## EXCERPTED PASSAGE
==*==

Exercise 2 : FAA tower closures (revisited)

A list of FAA (Federal Aviation Administration) tower closures has been copied from a PDF into the file faa.txt, which is stored in the data directory of the course repository.

In [69]:
# read the file into a single string
with open('../data/faa.txt') as f:
    data = f.read()
In [70]:
# examine the first 300 characters
print(data[0:300])
FAA Contract Tower Closure List
(149 FCTs)
3-22-2013
LOC
ID Facility Name City State
DHN DOTHAN RGNL DOTHAN AL
TCL TUSCALOOSA RGNL TUSCALOOSA AL
FYV DRAKE FIELD FAYETTEVILLE AR
TXK TEXARKANA RGNL-WEBB FIELD TEXARKANA AR
GEU GLENDALE MUNI GLENDALE AZ
GYR PHOENIX GOODYEAR GOODYEAR AZ
IFP LAUGHLIN/BULL
In [71]:
# create a list of tuples containing the tower IDs and their states
print(re.findall(r'([A-Z]{3}) .+ ([A-Z]{2})', data))

==*==

## DATA PROVIDED

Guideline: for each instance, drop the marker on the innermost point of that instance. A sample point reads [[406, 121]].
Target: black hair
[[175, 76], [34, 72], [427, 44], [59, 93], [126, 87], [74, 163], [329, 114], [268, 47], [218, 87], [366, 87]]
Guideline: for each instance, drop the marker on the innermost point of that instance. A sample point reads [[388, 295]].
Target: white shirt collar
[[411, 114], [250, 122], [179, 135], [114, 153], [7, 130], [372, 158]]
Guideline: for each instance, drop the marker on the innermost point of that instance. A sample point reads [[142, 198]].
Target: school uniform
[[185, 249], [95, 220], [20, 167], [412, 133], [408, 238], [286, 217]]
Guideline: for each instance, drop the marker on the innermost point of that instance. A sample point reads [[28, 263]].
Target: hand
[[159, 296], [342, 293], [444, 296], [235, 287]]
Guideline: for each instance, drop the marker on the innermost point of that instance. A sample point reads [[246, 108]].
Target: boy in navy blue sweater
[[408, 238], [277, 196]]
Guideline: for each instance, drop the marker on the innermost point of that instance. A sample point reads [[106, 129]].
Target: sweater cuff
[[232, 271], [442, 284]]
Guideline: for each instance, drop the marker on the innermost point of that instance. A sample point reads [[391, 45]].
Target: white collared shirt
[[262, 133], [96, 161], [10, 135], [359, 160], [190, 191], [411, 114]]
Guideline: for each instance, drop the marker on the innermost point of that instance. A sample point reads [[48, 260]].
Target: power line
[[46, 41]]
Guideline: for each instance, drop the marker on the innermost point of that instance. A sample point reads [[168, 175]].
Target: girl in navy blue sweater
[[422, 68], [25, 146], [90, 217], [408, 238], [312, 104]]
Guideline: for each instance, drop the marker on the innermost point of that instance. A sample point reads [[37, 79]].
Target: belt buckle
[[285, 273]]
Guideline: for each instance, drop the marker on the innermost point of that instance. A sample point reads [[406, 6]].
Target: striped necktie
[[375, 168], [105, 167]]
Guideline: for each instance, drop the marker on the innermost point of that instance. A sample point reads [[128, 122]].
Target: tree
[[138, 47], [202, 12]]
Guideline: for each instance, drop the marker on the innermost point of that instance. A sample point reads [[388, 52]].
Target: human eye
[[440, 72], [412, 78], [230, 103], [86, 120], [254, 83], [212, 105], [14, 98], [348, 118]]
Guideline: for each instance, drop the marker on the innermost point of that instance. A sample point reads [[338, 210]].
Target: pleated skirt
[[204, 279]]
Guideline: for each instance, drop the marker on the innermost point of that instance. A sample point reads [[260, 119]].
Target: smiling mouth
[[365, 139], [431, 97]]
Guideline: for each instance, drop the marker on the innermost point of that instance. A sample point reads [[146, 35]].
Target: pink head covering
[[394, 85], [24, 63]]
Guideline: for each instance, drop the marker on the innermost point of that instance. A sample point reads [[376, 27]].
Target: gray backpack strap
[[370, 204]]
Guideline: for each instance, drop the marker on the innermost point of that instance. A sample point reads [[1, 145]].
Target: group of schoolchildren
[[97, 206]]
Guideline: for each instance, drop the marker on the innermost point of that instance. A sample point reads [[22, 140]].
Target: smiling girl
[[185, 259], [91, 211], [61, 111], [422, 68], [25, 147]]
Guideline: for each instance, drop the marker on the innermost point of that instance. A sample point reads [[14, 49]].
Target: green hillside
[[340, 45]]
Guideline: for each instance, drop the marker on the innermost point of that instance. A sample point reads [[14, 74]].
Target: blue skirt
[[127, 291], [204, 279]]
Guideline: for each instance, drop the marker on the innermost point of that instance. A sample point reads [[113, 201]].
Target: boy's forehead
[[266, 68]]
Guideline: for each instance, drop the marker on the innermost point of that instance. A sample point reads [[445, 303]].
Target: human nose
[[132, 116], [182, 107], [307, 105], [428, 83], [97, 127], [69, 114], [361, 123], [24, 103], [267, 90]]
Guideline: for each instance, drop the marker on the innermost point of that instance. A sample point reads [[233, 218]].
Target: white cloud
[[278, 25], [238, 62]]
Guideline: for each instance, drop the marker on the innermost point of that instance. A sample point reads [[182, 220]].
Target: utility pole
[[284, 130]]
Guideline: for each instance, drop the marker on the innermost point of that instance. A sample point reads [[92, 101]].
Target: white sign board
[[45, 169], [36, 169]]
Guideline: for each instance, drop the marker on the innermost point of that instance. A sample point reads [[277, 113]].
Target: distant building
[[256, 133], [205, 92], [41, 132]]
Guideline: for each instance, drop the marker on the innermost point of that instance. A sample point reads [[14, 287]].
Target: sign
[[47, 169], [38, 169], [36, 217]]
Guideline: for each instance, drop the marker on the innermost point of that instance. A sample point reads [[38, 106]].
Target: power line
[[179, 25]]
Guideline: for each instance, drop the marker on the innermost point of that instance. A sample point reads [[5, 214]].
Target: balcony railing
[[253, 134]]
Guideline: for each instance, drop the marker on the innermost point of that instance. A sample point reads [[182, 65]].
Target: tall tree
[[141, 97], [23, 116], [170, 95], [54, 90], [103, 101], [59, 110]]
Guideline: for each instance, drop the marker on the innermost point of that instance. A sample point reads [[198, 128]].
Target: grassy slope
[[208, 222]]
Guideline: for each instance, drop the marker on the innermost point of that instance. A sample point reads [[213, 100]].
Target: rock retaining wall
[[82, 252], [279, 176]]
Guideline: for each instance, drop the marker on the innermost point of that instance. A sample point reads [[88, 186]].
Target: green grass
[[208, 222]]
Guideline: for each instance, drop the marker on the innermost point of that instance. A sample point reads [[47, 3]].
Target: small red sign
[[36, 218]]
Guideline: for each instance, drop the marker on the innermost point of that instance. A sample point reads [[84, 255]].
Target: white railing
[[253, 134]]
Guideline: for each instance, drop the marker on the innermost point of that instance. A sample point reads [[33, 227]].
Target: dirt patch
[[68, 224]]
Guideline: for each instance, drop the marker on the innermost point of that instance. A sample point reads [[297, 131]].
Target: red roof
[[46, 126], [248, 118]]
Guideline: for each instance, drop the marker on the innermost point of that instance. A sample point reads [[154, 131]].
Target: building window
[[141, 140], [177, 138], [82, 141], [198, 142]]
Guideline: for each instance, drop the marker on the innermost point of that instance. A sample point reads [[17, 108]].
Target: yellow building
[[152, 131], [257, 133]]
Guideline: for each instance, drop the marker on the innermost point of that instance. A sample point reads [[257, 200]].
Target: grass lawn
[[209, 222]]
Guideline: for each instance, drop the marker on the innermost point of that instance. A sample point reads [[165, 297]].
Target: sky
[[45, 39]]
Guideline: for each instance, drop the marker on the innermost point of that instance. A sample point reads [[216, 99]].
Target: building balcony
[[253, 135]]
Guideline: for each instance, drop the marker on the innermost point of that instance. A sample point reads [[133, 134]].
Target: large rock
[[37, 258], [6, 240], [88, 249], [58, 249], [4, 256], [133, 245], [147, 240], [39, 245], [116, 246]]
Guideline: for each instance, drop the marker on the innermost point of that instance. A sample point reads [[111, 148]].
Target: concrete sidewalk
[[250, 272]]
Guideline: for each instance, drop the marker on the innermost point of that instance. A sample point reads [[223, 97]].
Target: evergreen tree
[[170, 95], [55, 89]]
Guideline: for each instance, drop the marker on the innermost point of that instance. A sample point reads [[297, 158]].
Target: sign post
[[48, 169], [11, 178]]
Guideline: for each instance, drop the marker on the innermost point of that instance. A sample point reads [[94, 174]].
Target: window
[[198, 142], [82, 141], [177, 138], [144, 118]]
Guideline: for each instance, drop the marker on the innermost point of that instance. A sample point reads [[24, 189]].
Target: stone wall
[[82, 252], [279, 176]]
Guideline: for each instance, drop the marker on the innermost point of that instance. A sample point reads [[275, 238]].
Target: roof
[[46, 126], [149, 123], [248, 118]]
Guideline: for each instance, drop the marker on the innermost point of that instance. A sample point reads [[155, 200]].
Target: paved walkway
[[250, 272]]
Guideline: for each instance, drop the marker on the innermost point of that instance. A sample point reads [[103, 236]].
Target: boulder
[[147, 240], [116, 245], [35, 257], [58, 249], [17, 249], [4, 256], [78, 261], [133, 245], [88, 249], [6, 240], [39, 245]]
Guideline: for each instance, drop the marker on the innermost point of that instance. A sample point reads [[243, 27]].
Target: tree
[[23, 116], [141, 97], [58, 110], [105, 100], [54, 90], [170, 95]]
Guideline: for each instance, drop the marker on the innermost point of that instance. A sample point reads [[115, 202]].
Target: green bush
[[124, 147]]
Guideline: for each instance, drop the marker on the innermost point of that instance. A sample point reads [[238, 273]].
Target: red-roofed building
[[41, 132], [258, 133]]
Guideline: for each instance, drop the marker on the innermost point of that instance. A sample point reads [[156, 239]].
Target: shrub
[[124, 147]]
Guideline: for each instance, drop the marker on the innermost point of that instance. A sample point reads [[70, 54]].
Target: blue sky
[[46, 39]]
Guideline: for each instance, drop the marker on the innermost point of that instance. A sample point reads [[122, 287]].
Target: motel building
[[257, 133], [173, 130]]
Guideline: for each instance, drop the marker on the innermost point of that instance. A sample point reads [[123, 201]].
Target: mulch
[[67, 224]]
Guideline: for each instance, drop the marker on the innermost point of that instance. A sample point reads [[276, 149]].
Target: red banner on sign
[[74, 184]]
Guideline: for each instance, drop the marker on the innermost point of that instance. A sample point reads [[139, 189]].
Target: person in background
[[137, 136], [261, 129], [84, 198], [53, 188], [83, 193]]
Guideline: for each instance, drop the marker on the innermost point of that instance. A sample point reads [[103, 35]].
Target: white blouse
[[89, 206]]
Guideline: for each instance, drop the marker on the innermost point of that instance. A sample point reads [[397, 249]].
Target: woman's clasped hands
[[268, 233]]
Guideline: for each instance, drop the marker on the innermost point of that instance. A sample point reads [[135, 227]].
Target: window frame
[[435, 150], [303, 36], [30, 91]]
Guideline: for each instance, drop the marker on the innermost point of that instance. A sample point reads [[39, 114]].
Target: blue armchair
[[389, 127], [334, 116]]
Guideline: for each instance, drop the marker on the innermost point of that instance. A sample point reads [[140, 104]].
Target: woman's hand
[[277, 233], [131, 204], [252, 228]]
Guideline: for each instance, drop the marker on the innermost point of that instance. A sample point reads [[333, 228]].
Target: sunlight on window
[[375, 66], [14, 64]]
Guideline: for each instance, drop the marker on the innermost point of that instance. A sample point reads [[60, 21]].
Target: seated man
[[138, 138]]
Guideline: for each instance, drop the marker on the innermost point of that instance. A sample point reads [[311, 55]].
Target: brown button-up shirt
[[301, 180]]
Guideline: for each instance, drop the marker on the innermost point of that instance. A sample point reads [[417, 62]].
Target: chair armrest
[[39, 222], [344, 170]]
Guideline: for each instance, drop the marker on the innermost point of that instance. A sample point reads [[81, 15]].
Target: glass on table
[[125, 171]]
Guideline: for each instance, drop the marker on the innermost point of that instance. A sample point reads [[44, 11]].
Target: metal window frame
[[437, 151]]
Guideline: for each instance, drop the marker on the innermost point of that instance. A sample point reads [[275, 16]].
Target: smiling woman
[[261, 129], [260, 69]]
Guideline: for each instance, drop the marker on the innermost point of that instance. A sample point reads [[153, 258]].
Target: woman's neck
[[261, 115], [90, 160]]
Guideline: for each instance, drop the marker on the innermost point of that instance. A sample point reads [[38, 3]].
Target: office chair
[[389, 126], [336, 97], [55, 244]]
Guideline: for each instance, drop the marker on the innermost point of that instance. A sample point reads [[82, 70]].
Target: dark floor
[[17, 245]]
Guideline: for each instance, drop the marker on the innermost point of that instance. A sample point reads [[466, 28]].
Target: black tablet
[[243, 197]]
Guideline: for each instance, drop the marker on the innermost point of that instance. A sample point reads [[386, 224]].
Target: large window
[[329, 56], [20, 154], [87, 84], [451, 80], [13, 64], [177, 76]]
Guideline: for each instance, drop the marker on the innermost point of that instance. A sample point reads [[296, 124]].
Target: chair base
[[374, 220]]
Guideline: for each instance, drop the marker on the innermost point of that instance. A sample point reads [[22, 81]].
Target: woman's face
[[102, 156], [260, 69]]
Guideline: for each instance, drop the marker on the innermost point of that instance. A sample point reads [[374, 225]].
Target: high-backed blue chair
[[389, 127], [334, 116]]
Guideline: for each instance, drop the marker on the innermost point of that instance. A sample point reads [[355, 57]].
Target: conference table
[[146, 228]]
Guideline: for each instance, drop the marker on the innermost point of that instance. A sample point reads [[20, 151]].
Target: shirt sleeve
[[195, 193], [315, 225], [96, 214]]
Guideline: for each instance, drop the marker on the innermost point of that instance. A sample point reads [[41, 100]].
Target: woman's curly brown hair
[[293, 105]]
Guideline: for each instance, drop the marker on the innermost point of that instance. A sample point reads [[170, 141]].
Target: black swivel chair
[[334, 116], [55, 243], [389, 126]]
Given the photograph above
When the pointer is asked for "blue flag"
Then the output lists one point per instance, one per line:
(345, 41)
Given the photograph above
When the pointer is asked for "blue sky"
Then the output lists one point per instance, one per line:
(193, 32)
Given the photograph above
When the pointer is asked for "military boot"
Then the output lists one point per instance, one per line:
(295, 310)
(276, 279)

==*==

## SET EXERCISE
Reproduce the part of the FAA tower closures excerpt starting with "Exercise 2 : FAA" and going on through "data = f.read()". The lines above play no part in this exercise.

## SOLUTION TO THIS TASK
Exercise 2 : FAA tower closures (revisited)

A list of FAA (Federal Aviation Administration) tower closures has been copied from a PDF into the file faa.txt, which is stored in the data directory of the course repository.

In [69]:
# read the file into a single string
with open('../data/faa.txt') as f:
    data = f.read()